Exercise >> Copy every item below verbatim, without changing any character.

Data shown >>
◆ ◆ ◆ ◆

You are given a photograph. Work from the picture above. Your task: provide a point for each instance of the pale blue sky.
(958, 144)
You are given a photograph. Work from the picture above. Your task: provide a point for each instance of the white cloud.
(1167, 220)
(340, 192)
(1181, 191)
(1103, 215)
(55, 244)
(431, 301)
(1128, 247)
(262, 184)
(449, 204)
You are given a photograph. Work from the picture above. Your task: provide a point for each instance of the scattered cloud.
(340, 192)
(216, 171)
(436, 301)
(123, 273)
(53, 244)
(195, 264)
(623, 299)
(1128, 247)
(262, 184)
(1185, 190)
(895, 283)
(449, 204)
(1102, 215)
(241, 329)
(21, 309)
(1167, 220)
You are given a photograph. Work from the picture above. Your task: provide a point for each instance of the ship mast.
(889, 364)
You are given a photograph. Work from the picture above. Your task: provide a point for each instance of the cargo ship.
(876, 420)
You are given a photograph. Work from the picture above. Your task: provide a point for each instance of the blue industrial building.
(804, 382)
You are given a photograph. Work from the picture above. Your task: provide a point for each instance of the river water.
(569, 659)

◆ ◆ ◆ ◆

Expected answer >>
You are given a photograph. Work from the picture above. Your task: provide a point for each instance of the pale blue sky.
(958, 144)
You are given a photograph. Work from the picture above. Your task: provide a point for each instance of the white cloud.
(1167, 220)
(340, 192)
(1181, 191)
(1103, 215)
(55, 244)
(431, 301)
(1128, 247)
(262, 184)
(449, 204)
You are given a photograph. Work from the picture above. Your task: provide a point for each instance of the scattered cloud.
(340, 192)
(216, 171)
(436, 301)
(123, 273)
(53, 244)
(195, 264)
(623, 299)
(1128, 247)
(262, 184)
(1185, 190)
(895, 283)
(449, 204)
(1102, 215)
(241, 329)
(21, 309)
(1167, 220)
You are given a photograph. Work from the picture above. Your task: provide a point for each instance of the ship mast.
(889, 364)
You are given a photograph. Work from the picture above. Your task: provide a point for each instance of the cargo ship.
(876, 420)
You are given a photograph. Work from the picture above. Your task: provide a point for each instance of the blue industrial building.
(804, 382)
You are given a photograph. Work from the picture above. Your task: provide a point for each instance of the river water.
(569, 659)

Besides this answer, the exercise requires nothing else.